(Material provided Opens)
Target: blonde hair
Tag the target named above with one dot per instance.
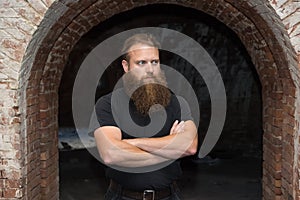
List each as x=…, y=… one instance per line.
x=140, y=38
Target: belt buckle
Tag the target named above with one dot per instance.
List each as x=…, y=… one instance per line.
x=146, y=192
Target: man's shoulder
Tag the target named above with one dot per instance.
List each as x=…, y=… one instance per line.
x=111, y=97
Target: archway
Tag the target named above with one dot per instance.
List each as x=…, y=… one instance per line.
x=48, y=52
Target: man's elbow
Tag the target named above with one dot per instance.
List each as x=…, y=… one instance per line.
x=107, y=158
x=191, y=151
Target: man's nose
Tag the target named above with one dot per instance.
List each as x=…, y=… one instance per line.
x=150, y=68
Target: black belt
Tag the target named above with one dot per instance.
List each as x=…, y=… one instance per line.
x=142, y=195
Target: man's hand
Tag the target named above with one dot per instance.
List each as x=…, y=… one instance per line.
x=177, y=127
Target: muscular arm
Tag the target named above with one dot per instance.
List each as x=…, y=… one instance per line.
x=114, y=151
x=172, y=146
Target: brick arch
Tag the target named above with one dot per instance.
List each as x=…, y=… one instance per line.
x=66, y=22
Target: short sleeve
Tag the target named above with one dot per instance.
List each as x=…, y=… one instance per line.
x=104, y=112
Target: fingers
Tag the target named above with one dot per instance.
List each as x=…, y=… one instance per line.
x=177, y=127
x=173, y=127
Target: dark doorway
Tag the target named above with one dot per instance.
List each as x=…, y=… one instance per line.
x=233, y=168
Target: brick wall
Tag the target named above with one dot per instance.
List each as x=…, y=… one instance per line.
x=36, y=38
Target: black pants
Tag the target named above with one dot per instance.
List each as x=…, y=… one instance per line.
x=116, y=195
(Material provided Closes)
▸ **What needs to be done**: Extract every line above that contains the word "black".

▸ **Solution to the problem**:
Target: black belt
Target: black pants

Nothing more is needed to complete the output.